Sunday 3 December marked the United Nations International Day for Disabled Persons. We are also in the midst of New Zealand Disability Pride Week. These events not only celebrate the contribution disabled people make throughout the world but also highlight the barriers we face both in Aotearoa New Zealand and worldwide. The major barrier being the negative attitudes and erroneous assumptions and beliefs of others, including the media.
Chris Ford and I recently co-presented a paper at the Disability Matters Conference at Otago University in Dunedin. The presentation was an update to research we had previously produced for the Convention Coalition Monitoring Group in 2013, about how disabled people are portrayed by the media. The research found negative and stereotypical media reports abound: focusing on medical and/or charitable aspects of impairment, but failing to address rights-based issues about removing barriers to our participation. N.B. coverage of the conference by the mainstream media was negligible, just a couple of local interest stories were published.
So has anything changed since 2013? Well a little but there’s still some way to go. In the main, the unique views of disabled people continue to be unrepresented in critical discussions of national importance, in the mainstream media. The most noticeable change was in stories about disability produced in the digital and social media spaces. These tended to be more positive and focus on rights-based issues, for example the Blind Side series of 5 podcasts produced by Jonathan Mosen, in which he interviewed disability spokes people from the five major New Zealand political parties. This podcast series represents the only disability focused media discussion with relevant political party representatives in New Zealand, prior to the 2017 general election.
In updating our original research into the portrayal of disabled New Zealanders by the media we came to the conclusion that there is still some way to travel before we can say disabled New Zealanders are portrayed accurately: as people with impairments, disabled by the barriers erected by society.

Data extract:

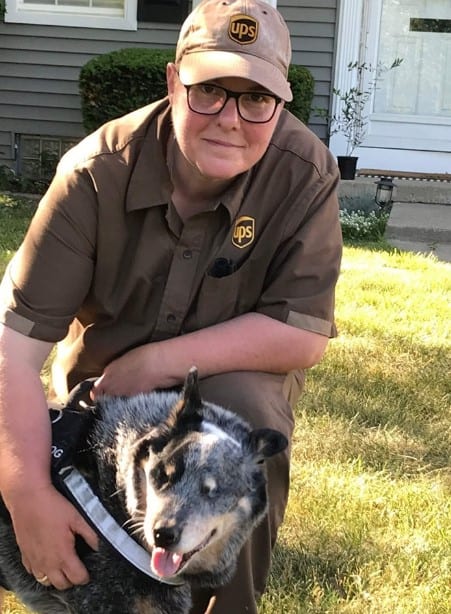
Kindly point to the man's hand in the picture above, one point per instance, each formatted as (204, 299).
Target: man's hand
(45, 524)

Tasks:
1. According to the text about media portrayal of disabled people, which day was marked on Sunday 3 December?
2. From the text about media portrayal of disabled people, write out the part that opens with the words containing "Sunday 3 December" and closes with "including the media.", substituting "mistaken" for "erroneous".

Task responses:
1. The United Nations International Day for Disabled Persons

2.
Sunday 3 December marked the United Nations International Day for Disabled Persons. We are also in the midst of New Zealand Disability Pride Week. These events not only celebrate the contribution disabled people make throughout the world but also highlight the barriers we face both in Aotearoa New Zealand and worldwide. The major barrier being the negative attitudes and mistaken assumptions and beliefs of others, including the media.